*Ваши задания*.
1. Какие географические названия встречаются в отрывке об отъезде Мириам и Вернера? Перечислите их все.
2. Повторите без изменений фрагмент отрывка об отъезде Мириам и Вернера, начиная со слов «Мириам и Вернер наконец» и продолжая вплоть до слов «дочь и внуков.».

*Предоставленный текст*.
○ ○ ○ ○ ○ ○ ○

Мириам и Вернер наконец получили свою визу и весной 1940 года уехали из Швейцарии. Я писала домой:
«В последние месяцы мы оставались столь же добрыми друзьями, как и всегда, они оба такая прелесть. Просто чудо, что здесь оказались именно такие люди, как они. Никакая тень не омрачала наших отношений»[33]
.Мать Мириам пока оставалась в Монтрё. У нее визы еще не было. Я обещала позаботиться о ней. В свое время она приехала из Польши и в семнадцатилетнем возрасте был выдана замуж за раввина, которого ненавидела и с которым позднее разошлась. Теперь это была старая болезненная женщина, вечно дрожавшая за дочь и внуков.
Перед отъездом Мириам и Вернер, которых тревожила мысль о моем будущем, заговорили со мной на эту тему. Ничего не зная о моей работе, они не могли понять, почему мы остаемся в Швейцарии, которая в любой день может быть оккупирована немцами. Друзья настоятельно советовали нам теперь, поскольку это для меня теперь возможно, отправиться в Англию. Уж не воображаю ли я, будто английский паспорт защитит меня от нацистов?

○ ○ ○ ○ ○ ○ ○

*Показанный материал*.
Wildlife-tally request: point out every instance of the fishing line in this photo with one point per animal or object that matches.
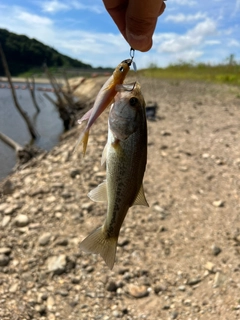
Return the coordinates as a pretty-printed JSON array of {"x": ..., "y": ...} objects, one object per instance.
[{"x": 132, "y": 54}]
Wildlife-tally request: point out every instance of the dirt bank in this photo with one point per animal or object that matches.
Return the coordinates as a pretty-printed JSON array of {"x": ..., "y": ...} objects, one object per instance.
[{"x": 178, "y": 259}]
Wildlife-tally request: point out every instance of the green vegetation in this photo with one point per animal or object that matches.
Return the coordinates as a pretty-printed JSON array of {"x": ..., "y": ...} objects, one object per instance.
[
  {"x": 27, "y": 56},
  {"x": 228, "y": 72}
]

○ ○ ○ ○ ○ ○ ○

*Ответы на задания*.
1. Швейцария, Монтрё, Польша, Англия.

2.
Мириам и Вернер наконец получили свою визу и весной 1940 года уехали из Швейцарии. Я писала домой:
«В последние месяцы мы оставались столь же добрыми друзьями, как и всегда, они оба такая прелесть. Просто чудо, что здесь оказались именно такие люди, как они. Никакая тень не омрачала наших отношений»[33]
.Мать Мириам пока оставалась в Монтрё. У нее визы еще не было. Я обещала позаботиться о ней. В свое время она приехала из Польши и в семнадцатилетнем возрасте был выдана замуж за раввина, которого ненавидела и с которым позднее разошлась. Теперь это была старая болезненная женщина, вечно дрожавшая за дочь и внуков.